TUGAS YANG DIMINTA A:
Salin kata demi kata bagian dari teks bacaan tentang konsumsi gas domestik, mulai dari kata-kata yang memuat "Taslim Z Yunus, Sekretaris" dan berhenti setelah "satu dekade terakhir.".
TUGAS YANG DIMINTA B:
Berapa target produksi gas tahun 2030 menurut teks bacaan tentang konsumsi gas domestik?

TEKS BACAAN:
___
JAKARTA – Satuan Kerja Khusus Pelaksana Kegiatan Usaha Hulu Migas (SKK Migas) mengungkapkan fakta terbaru bahwa pertumbuhan konsumsi gas domestik dalam kurun waktu 10 tahun terakhir ternyata tidak signifikan.

Taslim Z Yunus, Sekretaris SKK Migas, mengungkapkan bahwa ada gap cukup besar antara target dan kemampuan serapan gas domestik. Hal itu bisa langsung terlihat dari realisasi rata-rata pertumbuhan konsumsi gas yang hanya sekitar 1% dalam kurun waktu satu dekade terakhir.

“Kita lihat 2011 – 2020 pertumbuhannya relatif stagnan sejak 2012 itu pertumbuhan pemanfaatan gas bumi di dalam negeri cuma 1% per tahun sementara pertubuhan eknomi 4-5% artinya pemanfaatan gas bumi itu relatif stagnan,” kata Taslim saat berbincang dengan Dunia Energi, belum lama ini.

Dia menuturkan kebutuhan gas selama ini terpusat atau terbesar ada di Pulau Jawa. Sementara sumber pasokan gas berada di luar pulau Jawa, seperti di timur Indonesia ataupun di ujung barat. “infrastruktur nggak mencukupi, kebutuhan gas terbesar di pulau Jawa sumber di luar pulau Jawa seperti Kalimantan, Papua. Dalam negeri infrastruktur belum berkembang bagus,” ungkap Taslim.

Menurut dia pertumbuhan konsumsi gas di tanah air yang jalan ditempat tidak lepas dari kondisi infrastruktur gas yang belum maksimal. Proyeksi SKK Migas dalam kurun waktu 7 tahun ke depan dengan kondisi infrastruktur eksisting, pertumbuhan konsumsi gas rata-rata per tahun maksimal sekitar 3%. Jumlah tersebut tidak cukup untuk bisa mengejar target produksi gas tahun 2030 sebesar 12 ribu MMscfd.
___
DATA YANG DIBERIKAN:
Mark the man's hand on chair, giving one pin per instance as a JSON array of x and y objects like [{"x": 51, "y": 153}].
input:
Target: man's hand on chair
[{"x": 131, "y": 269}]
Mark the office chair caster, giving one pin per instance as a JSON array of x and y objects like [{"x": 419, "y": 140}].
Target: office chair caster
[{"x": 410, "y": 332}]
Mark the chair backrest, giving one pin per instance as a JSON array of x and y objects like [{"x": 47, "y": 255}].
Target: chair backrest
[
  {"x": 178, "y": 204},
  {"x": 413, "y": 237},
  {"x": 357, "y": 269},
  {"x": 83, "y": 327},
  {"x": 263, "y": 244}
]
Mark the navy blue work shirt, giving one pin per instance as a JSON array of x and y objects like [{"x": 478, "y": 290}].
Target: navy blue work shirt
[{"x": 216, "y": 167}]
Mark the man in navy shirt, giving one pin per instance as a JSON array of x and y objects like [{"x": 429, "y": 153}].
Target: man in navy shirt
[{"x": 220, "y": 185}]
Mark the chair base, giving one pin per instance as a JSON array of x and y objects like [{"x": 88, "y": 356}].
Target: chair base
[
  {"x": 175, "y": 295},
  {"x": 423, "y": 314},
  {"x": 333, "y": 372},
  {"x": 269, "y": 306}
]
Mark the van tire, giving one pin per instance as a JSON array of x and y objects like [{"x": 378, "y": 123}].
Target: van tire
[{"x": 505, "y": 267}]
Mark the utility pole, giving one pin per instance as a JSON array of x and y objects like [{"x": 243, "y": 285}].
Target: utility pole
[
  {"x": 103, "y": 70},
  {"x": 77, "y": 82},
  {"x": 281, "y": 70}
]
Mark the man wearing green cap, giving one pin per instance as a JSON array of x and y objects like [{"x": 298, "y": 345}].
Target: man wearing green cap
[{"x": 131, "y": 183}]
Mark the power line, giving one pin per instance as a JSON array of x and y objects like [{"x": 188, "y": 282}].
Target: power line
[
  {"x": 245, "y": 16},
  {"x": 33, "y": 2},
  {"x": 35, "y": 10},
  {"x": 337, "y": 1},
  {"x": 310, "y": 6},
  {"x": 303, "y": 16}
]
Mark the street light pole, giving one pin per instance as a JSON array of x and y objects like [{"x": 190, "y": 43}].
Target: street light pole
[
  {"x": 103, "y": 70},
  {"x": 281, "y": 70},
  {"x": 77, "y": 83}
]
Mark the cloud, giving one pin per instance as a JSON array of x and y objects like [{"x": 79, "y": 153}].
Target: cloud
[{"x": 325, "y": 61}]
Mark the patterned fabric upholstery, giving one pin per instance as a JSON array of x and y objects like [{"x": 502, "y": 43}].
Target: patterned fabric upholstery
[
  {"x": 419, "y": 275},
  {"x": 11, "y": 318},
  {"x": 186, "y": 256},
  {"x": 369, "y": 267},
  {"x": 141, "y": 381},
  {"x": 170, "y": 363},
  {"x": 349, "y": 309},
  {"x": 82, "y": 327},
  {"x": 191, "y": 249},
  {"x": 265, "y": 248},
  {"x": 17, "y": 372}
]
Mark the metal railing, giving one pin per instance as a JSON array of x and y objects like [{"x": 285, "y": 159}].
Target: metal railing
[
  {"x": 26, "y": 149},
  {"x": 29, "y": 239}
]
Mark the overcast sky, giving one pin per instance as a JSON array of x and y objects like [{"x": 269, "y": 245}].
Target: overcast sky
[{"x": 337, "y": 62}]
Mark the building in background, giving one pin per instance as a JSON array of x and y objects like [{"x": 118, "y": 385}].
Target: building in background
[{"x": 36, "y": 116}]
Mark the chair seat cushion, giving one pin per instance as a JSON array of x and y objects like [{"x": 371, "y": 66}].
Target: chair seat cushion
___
KELUARAN YANG DIHARAPKAN A:
Taslim Z Yunus, Sekretaris SKK Migas, mengungkapkan bahwa ada gap cukup besar antara target dan kemampuan serapan gas domestik. Hal itu bisa langsung terlihat dari realisasi rata-rata pertumbuhan konsumsi gas yang hanya sekitar 1% dalam kurun waktu satu dekade terakhir.

KELUARAN YANG DIHARAPKAN B:
12 ribu MMscfd.